**Reading text**
AWS ElastiCache is a managed web service that helps deploy and run Memcached or Redis protocol-compliant cache clusters in the cloud easily
ElastiCache is available in two flavours: Memcached and Redis
ElastiCache helps
simplify and offload the management, monitoring, and operation of in-memory cache environments, enabling the engineering resources to focus on developing applications.
Automate common administrative tasks required to operate a distributed cache environment.
Improves the performance of web applications by allowing retrieval of information from a fast, managed, in-memory caching system, instead of relying entirely on slower disk-based databases.
Helps improve load & response times to user actions and queries, but also reduce the cost associated with scaling web applications.
Helps automatically detect and replace failed cache nodes, providing a resilient system that mitigates the risk of overloaded databases, which can slow website and application load times
Provides enhanced visibility into key performance metrics associated with the cache nodes through integration with CloudWatch.
ElastiCache provides in-memory caching which can
Significantly lower latency and improve throughput for many
read-heavy application workloads for e.g. social networking, gaming, media sharing and Q&A portals or
compute-intensive workloads such as a recommendation engine
Improve application performance by storing critical pieces of data in memory for low-latency access.

**Aim 1**
List each line in the entries below that contains the word "white".

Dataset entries

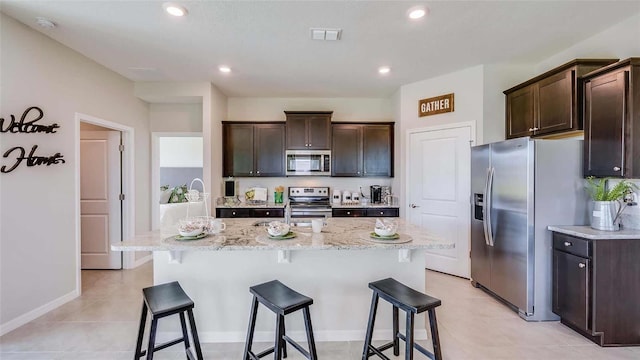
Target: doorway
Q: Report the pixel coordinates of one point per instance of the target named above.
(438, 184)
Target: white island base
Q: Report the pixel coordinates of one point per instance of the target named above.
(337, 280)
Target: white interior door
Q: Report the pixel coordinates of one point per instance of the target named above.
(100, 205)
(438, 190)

* * *

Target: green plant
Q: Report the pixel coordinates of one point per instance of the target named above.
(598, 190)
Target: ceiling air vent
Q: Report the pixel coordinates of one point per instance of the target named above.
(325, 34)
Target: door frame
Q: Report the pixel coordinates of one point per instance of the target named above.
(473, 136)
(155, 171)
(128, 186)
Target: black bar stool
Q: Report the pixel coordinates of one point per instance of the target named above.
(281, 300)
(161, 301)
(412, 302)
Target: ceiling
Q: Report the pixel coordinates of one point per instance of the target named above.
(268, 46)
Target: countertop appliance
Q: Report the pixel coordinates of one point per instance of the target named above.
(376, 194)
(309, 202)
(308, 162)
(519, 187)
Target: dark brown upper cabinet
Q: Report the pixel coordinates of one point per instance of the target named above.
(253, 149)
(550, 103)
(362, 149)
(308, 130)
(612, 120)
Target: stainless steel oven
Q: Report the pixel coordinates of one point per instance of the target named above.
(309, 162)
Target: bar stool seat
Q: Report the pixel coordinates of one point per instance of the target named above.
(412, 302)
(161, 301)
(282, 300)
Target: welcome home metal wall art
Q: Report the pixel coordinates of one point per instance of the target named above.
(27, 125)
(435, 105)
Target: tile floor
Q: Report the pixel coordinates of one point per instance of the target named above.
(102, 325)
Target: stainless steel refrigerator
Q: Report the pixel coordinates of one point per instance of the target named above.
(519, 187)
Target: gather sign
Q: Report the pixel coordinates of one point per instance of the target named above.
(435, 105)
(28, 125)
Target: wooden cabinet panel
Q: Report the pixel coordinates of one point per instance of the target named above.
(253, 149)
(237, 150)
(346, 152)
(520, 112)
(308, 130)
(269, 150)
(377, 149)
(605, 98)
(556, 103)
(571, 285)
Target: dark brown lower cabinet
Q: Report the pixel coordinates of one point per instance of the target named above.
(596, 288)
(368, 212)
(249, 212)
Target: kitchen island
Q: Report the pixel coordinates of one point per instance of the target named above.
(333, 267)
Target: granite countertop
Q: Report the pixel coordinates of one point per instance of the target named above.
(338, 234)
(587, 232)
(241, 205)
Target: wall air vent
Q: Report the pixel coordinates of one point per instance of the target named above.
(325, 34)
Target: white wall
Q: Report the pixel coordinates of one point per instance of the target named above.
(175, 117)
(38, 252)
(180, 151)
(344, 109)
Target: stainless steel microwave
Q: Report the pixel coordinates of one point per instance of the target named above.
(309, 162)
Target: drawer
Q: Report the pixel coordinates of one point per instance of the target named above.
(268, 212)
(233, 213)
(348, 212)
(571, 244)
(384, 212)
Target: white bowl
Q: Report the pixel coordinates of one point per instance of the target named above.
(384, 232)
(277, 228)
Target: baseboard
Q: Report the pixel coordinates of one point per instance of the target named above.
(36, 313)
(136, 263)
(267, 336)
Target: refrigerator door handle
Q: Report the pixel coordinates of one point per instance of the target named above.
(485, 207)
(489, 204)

---

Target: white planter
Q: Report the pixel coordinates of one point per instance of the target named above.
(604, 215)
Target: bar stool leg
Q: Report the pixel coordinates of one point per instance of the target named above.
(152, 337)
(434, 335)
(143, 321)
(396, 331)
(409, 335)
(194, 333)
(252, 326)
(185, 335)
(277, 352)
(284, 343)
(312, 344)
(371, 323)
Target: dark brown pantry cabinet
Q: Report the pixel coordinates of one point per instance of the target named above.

**Aim 2**
Continue the AWS ElastiCache overview above, picking up right after its final line.

**Written answer 1**
Target: white island base
Target: white interior door
Target: white wall
Target: white bowl
Target: white planter

**Written answer 2**
Be used to cache results of I/O-intensive database queries or the results of computationally-intensive calculations.
ElastiCache currently allows access only from the EC2 network and cannot be accessed from outside networks like on-premises servers.
Amazon ElastiCache provides a scalable faster approach to cache data which can be used with both SQL/NoSQL databases. These can be used to save application data, significantly improving latency & throughout the application and offloading load on back-end database servers.
Redis is an open source, BSD licensed, advanced key-value cache & store.
ElastiCache enables the management, monitoring and operation of a Redis node; creation, deletion and modification of the node.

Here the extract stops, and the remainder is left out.